Consigne: Rédigez la suite du compte rendu de séance sur l'affaire Benalla en partant de la dernière réplique.

+++ Extrait source

Question au Gouvernement n° 1119 :
affaire Banalla

15e Législature

Question de : M. Olivier Faure
Seine-et-Marne (11e circonscription) - Nouvelle Gauche

Question posée en séance, et publiée le 25 juillet 2018


AFFAIRE BENALLA

M. le président. La parole est à M. Olivier Faure, pour le groupe Nouvelle Gauche.

M. Olivier Faure. Monsieur le Premier ministre, vous avez raison : la République exemplaire, ce n'est pas une République sans brebis galeuses – il y en aura hélas toujours. La République exemplaire, c'est le refus de l'impunité, avec une règle simple : la même justice que l'on soit puissant ou misérable. (Applaudissements sur les bancs des groupes NG, LR et UDI-Agir. – M. Cyrille Isaac-Sibille applaudit également.) C'est pourquoi, le 1er mai, l'affaire Benalla n'est encore qu'un fait divers, mais le 2 mai, elle devient une affaire d'État. (Applaudissements sur les bancs des groupes LR et FI.)

Mme Danièle Obono. Exactement !

M. Fabien Di Filippo. Un scandale d'État !

M. Olivier Faure. Parce que le pouvoir sait, parce que le pouvoir cache et parce que depuis jeudi, le pouvoir ment. (Applaudissements sur les bancs des groupes NG, LR, GDR et FI.)

M. Vincent Descoeur. Eh oui !

M. Olivier Faure. Non, il n'y a pas eu d'autorisation de la préfecture ; non, il n'y a pas eu de rétrogradation ; non, M. Benalla n'a pas été cantonné à des tâches administratives… ;

M. Pierre Cordier. Exact !

M. Olivier Faure. …non, il n'est pas davantage devenu bagagiste. M. Benalla a poursuivi ses missions et s'est même vu gratifier d'un rare appartement de fonction quai Branly.

M. Pierre Cordier. Exact !

M. Frédéric Reiss. C'est la triste réalité !

M. Olivier Faure. L'État de droit se transforme avec vous en État de passe-droits. Il y a aujourd'hui un clan qui s'autorise tout parce qu'il ne se croit redevable de rien. Et un président qui a placé la loyauté à sa personne au-dessus de la légalité. Alors comment allez-vous chercher à vous en sortir ? Par la lâcheté, en décrivant une dérive personnelle de M. Benalla à laquelle le pouvoir serait étranger ?

M. Sylvain Maillard. Mais c'est le cas !

M. Olivier Faure. En braquant les projecteurs de la justice et des médias sur un homme, pour mieux sauver un système ? En faisant payer des lampistes pour protéger les véritables responsables ?

Mme Marie-Christine Dalloz. Oui, c'est exactement ce qu'ils font !

++++++
+++ Extrait des données

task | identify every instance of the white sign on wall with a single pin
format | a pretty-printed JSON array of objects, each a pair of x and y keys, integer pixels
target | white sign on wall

++++++

Production attendue:
M. Olivier Faure. Nous voulons toute la vérité et nous l'aurons. Vous vouliez affaiblir le Parlement mais il est là, devant vous. (Vifs applaudissements sur les bancs des groupes NG, LR, UDI-Agir, FI et GDR.) Il joue son rôle. À vous maintenant d'assumer le vôtre ! La République ne peut pas reposer sur un mensonge.

M. le président. La parole est à M. le Premier ministre.

M. Edouard Philippe, Premier ministre. Monsieur le président, mesdames et messieurs les députés, monsieur Faure, vous m'interrogez sur la République exemplaire que vous appelez de vos vœux. Je partage votre point de vue, nous voulons tous une République exemplaire où le droit s'applique et où les sanctions sont prises (« C'est faux ! » sur les bancs du groupe LR)…,

M. Michel Herbillon. Vous êtes loin du compte !

M. Edouard Philippe, Premier ministre . …que l'on soit faible ou puissant. Je n'ai rien à redire à cette pétition de principe, à cette conviction.

Mme Danièle Obono. Et pourtant…

M. Éric Straumann. Le problème, c'est la pratique !

M. Edouard Philippe, Premier ministre . En la matière, je me permets d'indiquer – et j'y insiste – que l'ensemble des procédures ont été déclenchées immédiatement (Protestations sur les bancs des groupes LR et FI.)

Mme Danièle Obono. Ce n'est pas vrai !

M. Edouard Philippe, Premier ministre . L'Assemblée nationale pourra hurler ; cela ne transformera pas la réalité. Un comportement inacceptable décelé le 1er mai et une sanction prise le 4 mai : c'est une réponse immédiate.

M. Éric Straumann. Vous avez mis deux mois à déclencher les sanctions !

M. Edouard Philippe, Premier ministre . Une procédure judiciaire et une commission d'enquête déclenchées la semaine des révélations…,

M. Damien Abad. Vous n'en vouliez pas !

M. Edouard Philippe, Premier ministre . …c'est quelque chose d'exemplaire. Je me souviens, monsieur le député, d'une affaire que nous avons eu à connaître lorsque vous et moi étions députés ; vous n'y étiez pour rien et moi non plus, ce n'est pas une mise en cause personnelle !

Mme Frédérique Meunier. Mais c'était l'ancien monde !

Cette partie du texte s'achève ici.